**WHAT IS NEEDED**: Update the items below by replacing every occurrence of "Target" with "Label" and leave all other text unchanged.

■ ■ ■ ■ ■ ■ ■

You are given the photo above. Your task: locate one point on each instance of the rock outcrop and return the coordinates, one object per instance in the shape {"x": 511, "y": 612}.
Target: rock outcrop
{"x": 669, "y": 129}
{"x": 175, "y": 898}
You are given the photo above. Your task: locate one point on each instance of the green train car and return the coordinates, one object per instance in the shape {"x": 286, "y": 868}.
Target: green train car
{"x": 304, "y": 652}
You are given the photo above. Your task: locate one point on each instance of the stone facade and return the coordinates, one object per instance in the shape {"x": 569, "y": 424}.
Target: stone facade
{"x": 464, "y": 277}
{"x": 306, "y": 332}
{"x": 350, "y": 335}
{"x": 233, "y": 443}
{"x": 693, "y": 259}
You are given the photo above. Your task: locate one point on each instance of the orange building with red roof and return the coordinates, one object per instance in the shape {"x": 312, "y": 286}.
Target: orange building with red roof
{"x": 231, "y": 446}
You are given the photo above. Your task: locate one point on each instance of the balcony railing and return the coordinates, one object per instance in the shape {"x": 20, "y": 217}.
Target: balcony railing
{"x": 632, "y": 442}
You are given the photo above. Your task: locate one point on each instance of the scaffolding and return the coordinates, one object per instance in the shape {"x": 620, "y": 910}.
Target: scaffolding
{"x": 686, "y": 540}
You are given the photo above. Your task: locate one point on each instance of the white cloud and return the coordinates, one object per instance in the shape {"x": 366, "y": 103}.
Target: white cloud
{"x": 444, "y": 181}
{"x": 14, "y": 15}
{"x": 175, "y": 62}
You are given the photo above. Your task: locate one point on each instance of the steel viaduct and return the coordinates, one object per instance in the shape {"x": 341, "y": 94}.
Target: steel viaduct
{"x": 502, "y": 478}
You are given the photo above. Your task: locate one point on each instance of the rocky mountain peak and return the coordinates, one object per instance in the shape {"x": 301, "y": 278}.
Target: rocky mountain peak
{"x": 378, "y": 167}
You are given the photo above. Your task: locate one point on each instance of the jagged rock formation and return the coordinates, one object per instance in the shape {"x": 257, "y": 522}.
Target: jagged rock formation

■ ■ ■ ■ ■ ■ ■

**RESPONSE TO THE TASK**:
You are given the photo above. Your task: locate one point on each instance of the rock outcrop and return the coordinates, one object per instance in the shape {"x": 511, "y": 612}.
Label: rock outcrop
{"x": 669, "y": 129}
{"x": 175, "y": 898}
You are given the photo above. Your task: locate one point on each instance of the green train car and return the coordinates, one object per instance in the shape {"x": 286, "y": 868}.
Label: green train car
{"x": 304, "y": 652}
You are given the photo above. Your task: locate one point on each instance of the stone facade and return the coordinates, one object per instance in the shape {"x": 569, "y": 424}.
Label: stone facade
{"x": 464, "y": 277}
{"x": 306, "y": 332}
{"x": 350, "y": 335}
{"x": 233, "y": 443}
{"x": 693, "y": 259}
You are given the photo above. Your task: locate one point on each instance of the orange building with red roof and return the coordinates, one object per instance in the shape {"x": 312, "y": 286}.
Label: orange building with red roof
{"x": 231, "y": 446}
You are given the photo above. Your task: locate one point on each instance of the balcony railing and return the coordinates, one object per instance in the shape {"x": 20, "y": 217}.
Label: balcony railing
{"x": 632, "y": 442}
You are given the photo above. Your task: locate one point on each instance of the scaffolding and return the coordinates, one object per instance in the shape {"x": 620, "y": 910}.
Label: scaffolding
{"x": 686, "y": 540}
You are given the photo above. Your task: locate one point on each instance of the white cloud and return the coordinates, one object per instance in the shape {"x": 366, "y": 103}.
Label: white cloud
{"x": 444, "y": 181}
{"x": 14, "y": 15}
{"x": 175, "y": 62}
You are given the photo above. Your task: locate one point on each instance of the steel viaduct and return the coordinates, one object per instance in the shape {"x": 341, "y": 94}.
Label: steel viaduct
{"x": 502, "y": 478}
You are given the photo above. Your task: locate one point on each instance of the rocky mountain peak and return the coordinates, one object per instance in the shape {"x": 301, "y": 278}.
Label: rocky mountain peak
{"x": 378, "y": 167}
You are given the photo above. Your task: locate one point on each instance of the jagged rock formation and return the coordinates, one object per instance in the shape {"x": 257, "y": 522}.
Label: jagged rock formation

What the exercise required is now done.